INSTRUCTIONS:
**1)** Can you copy, word for word, the part of the New Zealand travel excerpt that opens with the words containing "- Pavlova: I" and closes with "tour, see here)."?
**2)** According to the New Zealand travel excerpt, what is Hokey Pokey?
**3)** Could you take the New Zealand travel excerpt further, picking up right after its last sentence?

EXCERPT PROVIDED:
------------------------------------------------------------

New Zealand’s cuisine is largely influenced by America, Europe, and Southeast Asia and closely-related to Australia. Whereas Maori cuisine is a different thing altogether; but to give you an idea, below is a list of food that you must try!
- Afghans: Crunchy chocolate cookies
- Crayfish: If you’re from the Philippines like me, shelling out about NZ$80 might be overkill, but New Zealand fishermen pride themselves when catching this so give it a try!
- Fish and chips: This might not be an original of New Zealand but it’s a vital part of the local food
- Hokey Pokey: A vanilla ice cream mixed with caramelized sugar
- L&P (Lemon & Paeroa): This is a soft drink that’s proudly made by Kiwis. I’m not into soft drinks but I love this for its sweet lemony taste
- Lamb: This meat is cheaper in the country — after all, the sheep population is larger than New Zealand’s human population!
- Manuka honey: You’ll find a lot of things in New Zealand mixed with this and it makes sense to bring home a jar as a souvenir too
- Paua: A large sea snail that is eaten raw, fried, etc. (The shell of this snail is beautiful, by the way!)
- Pavlova: I am in LOVE with this meringue dessert which has a crispy outer layer and soft inner core
- Meat or mince pie: Kiwis love their mince pies and this is basically a pastry filled with meat and gravy
- Tuatua: Eating this kind of shellfish is believed to be a Maori tradition
- Whitebait fritter: A kind of omelette mixed with small juvenile fish
16. Go hiking or trekking / tramping
Photo by: Shutterstock
Choose from any of the following…
- Hooker Valley Track: I absolutely enjoyed hiking (or tramping, as Kiwis call it) through this track since it offered awe-inspiring landscapes that were backdropped by the Southern Alps — and of course, the icing to the cake at the end of the trail: the magnificent Mt. Cook! (For more info, go here. If you want a guided walking tour, see here).

------------------------------------------------------------

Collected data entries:
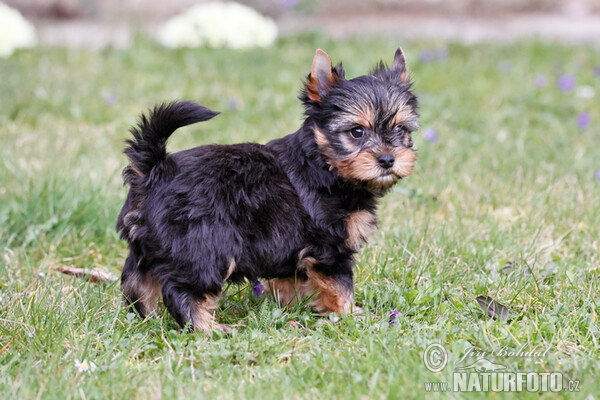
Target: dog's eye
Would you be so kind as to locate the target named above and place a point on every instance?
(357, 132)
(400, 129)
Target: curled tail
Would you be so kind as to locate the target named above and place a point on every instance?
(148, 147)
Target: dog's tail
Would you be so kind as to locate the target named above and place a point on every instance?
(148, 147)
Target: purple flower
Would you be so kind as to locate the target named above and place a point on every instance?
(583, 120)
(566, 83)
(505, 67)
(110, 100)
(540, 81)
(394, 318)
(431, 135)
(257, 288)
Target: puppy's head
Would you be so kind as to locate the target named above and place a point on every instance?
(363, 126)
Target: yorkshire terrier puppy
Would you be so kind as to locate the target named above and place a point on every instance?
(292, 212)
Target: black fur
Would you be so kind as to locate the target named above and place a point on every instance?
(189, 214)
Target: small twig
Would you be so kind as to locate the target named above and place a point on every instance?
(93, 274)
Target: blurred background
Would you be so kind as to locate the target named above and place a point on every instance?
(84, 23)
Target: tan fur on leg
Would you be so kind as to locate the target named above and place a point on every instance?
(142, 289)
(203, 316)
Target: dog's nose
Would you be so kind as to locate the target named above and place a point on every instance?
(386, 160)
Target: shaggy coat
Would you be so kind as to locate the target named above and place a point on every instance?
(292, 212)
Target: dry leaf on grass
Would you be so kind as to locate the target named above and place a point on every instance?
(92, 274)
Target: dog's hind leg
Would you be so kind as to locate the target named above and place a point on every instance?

------------------------------------------------------------

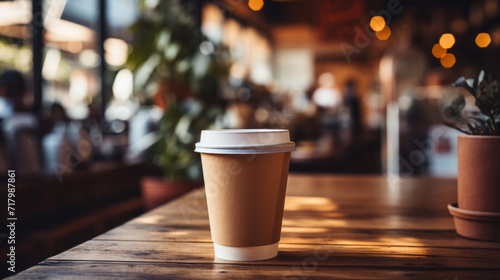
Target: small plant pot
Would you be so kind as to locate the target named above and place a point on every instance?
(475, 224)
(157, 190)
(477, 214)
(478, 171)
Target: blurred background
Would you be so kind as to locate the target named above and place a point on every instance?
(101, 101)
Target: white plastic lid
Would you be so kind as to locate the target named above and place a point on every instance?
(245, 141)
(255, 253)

------------------------------------------------------------

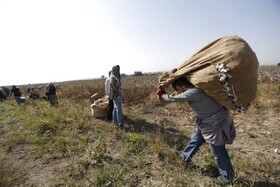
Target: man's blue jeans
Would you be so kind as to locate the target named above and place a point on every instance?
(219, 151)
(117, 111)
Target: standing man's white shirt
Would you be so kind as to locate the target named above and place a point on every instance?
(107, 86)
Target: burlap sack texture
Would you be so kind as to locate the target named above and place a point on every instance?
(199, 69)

------------------------------------------------------------

ANSWERS TO THE TASKS:
**1)**
- Pavlova: I am in LOVE with this meringue dessert which has a crispy outer layer and soft inner core
- Meat or mince pie: Kiwis love their mince pies and this is basically a pastry filled with meat and gravy
- Tuatua: Eating this kind of shellfish is believed to be a Maori tradition
- Whitebait fritter: A kind of omelette mixed with small juvenile fish
16. Go hiking or trekking / tramping
Photo by: Shutterstock
Choose from any of the following…
- Hooker Valley Track: I absolutely enjoyed hiking (or tramping, as Kiwis call it) through this track since it offered awe-inspiring landscapes that were backdropped by the Southern Alps — and of course, the icing to the cake at the end of the trail: the magnificent Mt. Cook! (For more info, go here. If you want a guided walking tour, see here).

**2)** A vanilla ice cream mixed with caramelized sugar.

**3)**
- Abel Tasman Coastal Track: Spanning at about 60 kilometers, this impressive trail takes you through pristine beaches, impressive rock formations, and the wildlife of Abel Tasman National Park. (For more info, go here).
- Kaikoura Peninsula Walkway: This is a 3-hour scenic hike full of clifftop views and wild animals (in fact, you can sight seabirds and seals up close!) as you cross the peninsula to South Bay. If you don’t have 3 hours, there are smaller hikes or detours along the way for you to do. (For more info, go here).
- Milford Track: This is said to be the country’s most famous walk which starts from Lake Te Anau and then taking you through Mackinnon Pass and up to Sutherland Falls which is New Zealand’s taller waterfall. (For more info, go here. There is a choice of doing this independently or with a guide..
17. Climb mountains and summits
With the South Island’s topography, you should take advantage of the marvelous summits that it has:
- Aoraki / Mt Cook: As New Zealand’s highest mountain, you should not skip out on this beauty. If you’re not prepared enough to climb its top, don’t worry because there is an easily accessible trail called the Hooker Valley Track (as I mentioned in #16) where you can get close to this beauty. While you’re also in the area, go and visit Mt. John Observatory to witness clear starlit skies in the world’s largest Dark Sky Reserve.
- Mount Alfred: Found at the northern end of Lake Wakatipu, this is a popular 4 to 6-hour day hike which starts from the car park in Gleorchy-Routeburn Road. The route is perfectly marked and is at 1.3km high with the whole trail rewarding you with great alpine and valley views.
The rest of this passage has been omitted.